Record excerpts start
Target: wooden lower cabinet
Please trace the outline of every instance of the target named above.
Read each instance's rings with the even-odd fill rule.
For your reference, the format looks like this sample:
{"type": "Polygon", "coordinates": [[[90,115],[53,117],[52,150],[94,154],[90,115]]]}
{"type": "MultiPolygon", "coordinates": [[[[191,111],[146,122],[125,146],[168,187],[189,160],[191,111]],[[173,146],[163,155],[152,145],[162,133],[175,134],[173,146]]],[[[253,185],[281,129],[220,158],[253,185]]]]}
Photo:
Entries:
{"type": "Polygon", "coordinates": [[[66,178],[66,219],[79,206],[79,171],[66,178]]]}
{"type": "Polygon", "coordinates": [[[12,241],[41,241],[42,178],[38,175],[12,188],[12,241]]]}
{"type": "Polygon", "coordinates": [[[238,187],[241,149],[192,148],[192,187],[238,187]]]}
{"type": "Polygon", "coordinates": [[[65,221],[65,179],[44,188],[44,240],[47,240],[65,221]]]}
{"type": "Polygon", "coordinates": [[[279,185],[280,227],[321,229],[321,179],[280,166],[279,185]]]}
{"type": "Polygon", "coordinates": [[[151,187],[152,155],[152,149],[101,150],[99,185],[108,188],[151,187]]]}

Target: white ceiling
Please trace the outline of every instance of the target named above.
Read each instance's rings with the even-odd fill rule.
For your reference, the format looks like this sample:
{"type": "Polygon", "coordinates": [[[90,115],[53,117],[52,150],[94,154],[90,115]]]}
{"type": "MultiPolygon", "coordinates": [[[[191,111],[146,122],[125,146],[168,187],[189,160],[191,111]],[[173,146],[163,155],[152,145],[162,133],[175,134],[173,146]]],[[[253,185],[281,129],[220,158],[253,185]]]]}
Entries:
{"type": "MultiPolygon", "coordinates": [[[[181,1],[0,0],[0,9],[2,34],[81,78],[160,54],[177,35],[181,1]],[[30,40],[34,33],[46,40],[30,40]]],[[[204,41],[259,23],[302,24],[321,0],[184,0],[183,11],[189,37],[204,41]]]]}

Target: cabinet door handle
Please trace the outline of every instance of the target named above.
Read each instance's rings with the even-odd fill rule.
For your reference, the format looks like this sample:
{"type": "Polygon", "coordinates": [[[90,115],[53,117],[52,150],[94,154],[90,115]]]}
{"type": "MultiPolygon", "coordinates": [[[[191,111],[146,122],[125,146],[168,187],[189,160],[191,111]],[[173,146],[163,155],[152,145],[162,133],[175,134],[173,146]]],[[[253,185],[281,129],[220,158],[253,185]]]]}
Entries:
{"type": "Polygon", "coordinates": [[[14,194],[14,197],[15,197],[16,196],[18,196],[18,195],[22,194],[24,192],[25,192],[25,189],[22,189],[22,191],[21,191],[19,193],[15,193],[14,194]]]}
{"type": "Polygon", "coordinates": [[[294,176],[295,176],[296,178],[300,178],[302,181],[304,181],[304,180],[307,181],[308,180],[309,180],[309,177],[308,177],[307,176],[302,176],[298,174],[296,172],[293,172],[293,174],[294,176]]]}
Record excerpts end
What to work on:
Please reproduce the data above with every "even-odd fill rule" swapped for "nonzero winding rule", keeping everything else the same.

Written response:
Target: wooden lower cabinet
Please trace the outline of every instance of the target named above.
Read each instance's rings with the nonzero winding rule.
For your reference, the format looks like this sample:
{"type": "Polygon", "coordinates": [[[90,115],[53,117],[52,150],[94,154],[90,115]]]}
{"type": "MultiPolygon", "coordinates": [[[[191,111],[146,122],[125,146],[168,187],[189,160],[191,111]],[[173,146],[163,155],[152,145],[162,133],[175,134],[173,146]]],[[[253,185],[281,129],[220,158],[253,185]]]]}
Photo:
Entries:
{"type": "Polygon", "coordinates": [[[66,178],[66,219],[79,206],[79,171],[66,178]]]}
{"type": "Polygon", "coordinates": [[[12,241],[41,241],[42,178],[38,175],[12,188],[12,241]]]}
{"type": "Polygon", "coordinates": [[[238,187],[241,149],[192,148],[192,187],[238,187]]]}
{"type": "Polygon", "coordinates": [[[65,221],[65,179],[44,188],[44,240],[47,240],[65,221]]]}
{"type": "Polygon", "coordinates": [[[279,185],[280,227],[321,229],[321,179],[280,166],[279,185]]]}
{"type": "Polygon", "coordinates": [[[151,187],[152,155],[152,149],[101,150],[99,185],[108,188],[151,187]]]}

Target: white ceiling
Please trace the outline of every instance of the target named above.
Read each instance's rings with the nonzero winding rule.
For your reference, the format looks like this sample:
{"type": "Polygon", "coordinates": [[[90,115],[53,117],[52,150],[94,154],[90,115]]]}
{"type": "MultiPolygon", "coordinates": [[[[191,111],[146,122],[125,146],[168,187],[189,160],[191,111]],[[173,146],[163,155],[152,145],[162,133],[175,134],[173,146]]],[[[253,185],[281,129],[220,158],[253,185]]]]}
Entries:
{"type": "MultiPolygon", "coordinates": [[[[181,1],[0,0],[0,9],[2,34],[81,78],[160,54],[177,35],[181,1]],[[30,40],[34,33],[46,40],[30,40]]],[[[204,41],[259,23],[302,24],[321,0],[184,0],[183,11],[189,37],[204,41]]]]}

Target: cabinet door handle
Please trace the outline of every instance of the target named above.
Read each instance's rings with the nonzero winding rule.
For your reference, the format looks like this sample:
{"type": "Polygon", "coordinates": [[[90,115],[53,117],[52,150],[94,154],[90,115]]]}
{"type": "MultiPolygon", "coordinates": [[[[191,111],[146,122],[125,146],[168,187],[189,160],[191,111]],[[173,146],[163,155],[152,145],[162,133],[175,134],[173,146]]],[[[253,185],[281,129],[220,158],[253,185]]]]}
Entries:
{"type": "Polygon", "coordinates": [[[14,194],[14,197],[15,197],[16,196],[18,196],[18,195],[22,194],[24,192],[25,192],[25,189],[22,189],[22,191],[21,191],[19,193],[15,193],[14,194]]]}
{"type": "Polygon", "coordinates": [[[294,176],[295,176],[296,178],[300,178],[302,181],[304,181],[304,180],[307,181],[308,180],[309,180],[309,177],[308,177],[307,176],[302,176],[298,174],[296,172],[293,172],[293,174],[294,176]]]}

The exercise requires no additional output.